Job 1
Can you convert the part of the listing below that opens with the line containing "of the paper" and closes with the line containing "Phrase: paper cup of fried balls" into a JSON list of strings, one string per line, leaving out blank lines?

Source passage

Avoidance Coupling

I took a read through this fun paper that appeared on ArXiV a few months ago:

Avoidance Coupling
Omer Angel, Alexander E. Holroyd, James Martin, David B. Wilson, Peter Winkler
arXiv:1112.3304v1 [math.PR]

Typically when you think of coupling arguments, you want to create two (or more) copies of a Markov chain such that they meet up quickly. A coupling of Markov chains with transition matrix P is a sequence of pairs of \{(U_t, V_t)\} such that \{U_t\} and \{V_t\} are Markov chains with transition matrix P:

\mathbb{P}( U_{t+1} = j | U_t = i, V_t = i') = P(i,j)
\mathbb{P}( V_{t+1} = j' | U_t = i, V_t = i') = P(i', j')

Note that the two chains need not be independent! The idea is that we start \{U_t\} and \{V_t\} at different initial positions and when they “meet” we make them move together. Once they meet, the decisions from random mappings are the same for both chains. The coupling time is T_c = \min \{t : U_t = V_t \}. Coupling is used to show fast mixing of Markov chains via theorems like the following, which says that the difference between the distribution of the chain started at time i and the chain started at time i' at time t is upper bounded by the probability of coupling:

Theorem. Let \{ (U_t,V_t) \} be a coupling with U_0 = i and V_0 = i'. Then

\| P^t(i,\cdot) - P^t(i',\cdot) \|_{\mathrm{TV}} \le \mathbb{P}_{(U,V)}\left( T_c > t \right)

Job 2
Who are the authors of the paper named in the avoidance coupling post?

Material

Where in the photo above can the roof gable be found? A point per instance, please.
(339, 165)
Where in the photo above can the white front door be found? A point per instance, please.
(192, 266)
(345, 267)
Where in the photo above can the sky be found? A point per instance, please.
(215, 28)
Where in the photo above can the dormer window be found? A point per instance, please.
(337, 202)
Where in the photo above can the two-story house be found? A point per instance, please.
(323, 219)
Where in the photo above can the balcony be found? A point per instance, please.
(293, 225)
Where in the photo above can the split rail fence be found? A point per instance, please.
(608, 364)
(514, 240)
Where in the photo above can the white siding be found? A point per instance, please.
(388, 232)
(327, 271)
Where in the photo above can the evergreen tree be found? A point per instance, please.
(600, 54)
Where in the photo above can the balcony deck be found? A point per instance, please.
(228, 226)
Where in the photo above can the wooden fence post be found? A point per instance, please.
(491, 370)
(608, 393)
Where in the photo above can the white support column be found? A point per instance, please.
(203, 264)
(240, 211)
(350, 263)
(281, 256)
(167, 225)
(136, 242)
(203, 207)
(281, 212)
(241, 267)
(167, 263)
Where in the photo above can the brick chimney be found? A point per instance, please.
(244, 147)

...

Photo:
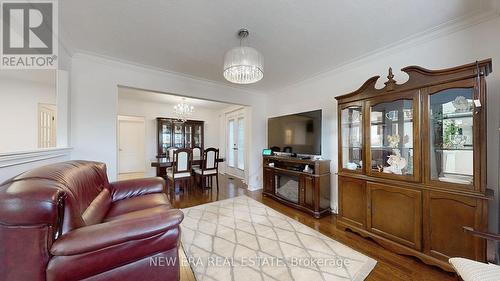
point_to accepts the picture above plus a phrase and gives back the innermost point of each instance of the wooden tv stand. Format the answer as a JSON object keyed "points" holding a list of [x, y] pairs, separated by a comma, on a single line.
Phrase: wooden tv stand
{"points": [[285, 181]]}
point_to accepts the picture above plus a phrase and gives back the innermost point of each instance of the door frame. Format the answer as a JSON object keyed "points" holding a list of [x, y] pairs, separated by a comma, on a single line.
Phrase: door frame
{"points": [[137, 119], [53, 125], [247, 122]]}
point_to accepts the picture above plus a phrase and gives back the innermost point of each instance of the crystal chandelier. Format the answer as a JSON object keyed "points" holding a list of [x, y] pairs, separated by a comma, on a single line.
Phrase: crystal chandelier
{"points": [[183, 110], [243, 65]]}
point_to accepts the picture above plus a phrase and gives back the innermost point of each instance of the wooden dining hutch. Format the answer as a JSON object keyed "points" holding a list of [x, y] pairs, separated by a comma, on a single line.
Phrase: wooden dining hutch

---

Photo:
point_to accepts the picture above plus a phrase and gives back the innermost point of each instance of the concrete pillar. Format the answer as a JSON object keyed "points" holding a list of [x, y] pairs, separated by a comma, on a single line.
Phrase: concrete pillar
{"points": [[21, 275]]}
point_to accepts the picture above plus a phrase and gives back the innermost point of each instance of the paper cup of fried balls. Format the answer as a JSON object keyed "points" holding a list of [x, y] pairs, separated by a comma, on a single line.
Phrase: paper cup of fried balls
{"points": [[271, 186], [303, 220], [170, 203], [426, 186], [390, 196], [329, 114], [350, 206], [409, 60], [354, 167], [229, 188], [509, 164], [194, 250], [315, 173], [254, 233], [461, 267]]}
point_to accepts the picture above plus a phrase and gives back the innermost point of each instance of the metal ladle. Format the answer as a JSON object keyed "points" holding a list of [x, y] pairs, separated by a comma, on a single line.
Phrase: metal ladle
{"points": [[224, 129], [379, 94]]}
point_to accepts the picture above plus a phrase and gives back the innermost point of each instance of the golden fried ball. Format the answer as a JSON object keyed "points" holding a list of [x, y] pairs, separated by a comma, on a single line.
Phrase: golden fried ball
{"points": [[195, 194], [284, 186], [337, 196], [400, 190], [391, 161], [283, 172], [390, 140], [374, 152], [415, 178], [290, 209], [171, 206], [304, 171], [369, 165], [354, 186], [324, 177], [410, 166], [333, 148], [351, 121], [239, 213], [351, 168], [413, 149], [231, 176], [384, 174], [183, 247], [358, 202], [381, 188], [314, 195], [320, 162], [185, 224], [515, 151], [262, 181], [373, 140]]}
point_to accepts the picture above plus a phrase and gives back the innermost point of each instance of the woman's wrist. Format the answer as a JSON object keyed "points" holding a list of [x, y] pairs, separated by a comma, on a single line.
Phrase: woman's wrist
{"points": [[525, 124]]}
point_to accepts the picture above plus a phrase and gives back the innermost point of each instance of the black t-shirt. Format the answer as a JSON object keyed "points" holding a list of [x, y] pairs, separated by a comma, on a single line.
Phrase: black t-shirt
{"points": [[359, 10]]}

Task solution 1
[
  "point_to accepts the picture above plus a phrase and gives back the innermost point of each instance of the paper cup of fried balls. Format the answer as a JSON object keyed \"points\" holding a list of [x, y] pairs, separated by a comma, on a single line.",
  "Phrase: paper cup of fried balls"
]

Task solution 2
Omer Angel, Alexander E. Holroyd, James Martin, David B. Wilson, Peter Winkler